TEXT BLOCK
Section 4(b)(2) of the Act and its implementing regulations require that we consider the economic impact that may result from a designation of critical habitat. To assess the probable economic impacts of a designation, we must first evaluate specific land uses or activities and projects that may occur in the area proposed for critical habitat Start Printed Page 35306designation. We then must evaluate the impacts that a specific critical habitat designation may have on restricting or modifying specific land uses or activities for the benefit of the species and its habitat within the areas proposed. We then identify which conservation efforts may be the result of the species being listed under the Act versus those attributed solely to the designation of critical habitat for this particular species.

COLLECTED DATA
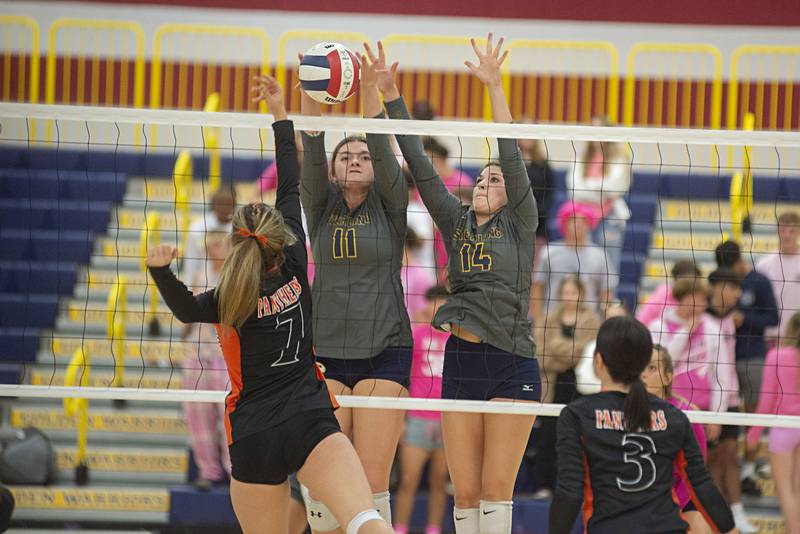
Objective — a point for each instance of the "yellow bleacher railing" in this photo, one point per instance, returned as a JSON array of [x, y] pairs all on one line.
[[741, 194], [150, 237], [294, 41], [773, 66], [563, 97], [691, 110], [211, 142], [115, 326], [78, 375], [449, 77], [16, 25], [195, 48]]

AIM
Reproduce verbatim the passage on assessing the economic impact of a critical habitat designation.

ANSWER TO THE EXERCISE
Section 4(b)(2) of the Act and its implementing regulations require that we consider the economic impact that may result from a designation of critical habitat. To assess the probable economic impacts of a designation, we must first evaluate specific land uses or activities and projects that may occur in the area proposed for critical habitat Start Printed Page 35306designation. We then must evaluate the impacts that a specific critical habitat designation may have on restricting or modifying specific land uses or activities for the benefit of the species and its habitat within the areas proposed. We then identify which conservation efforts may be the result of the species being listed under the Act versus those attributed solely to the designation of critical habitat for this particular species.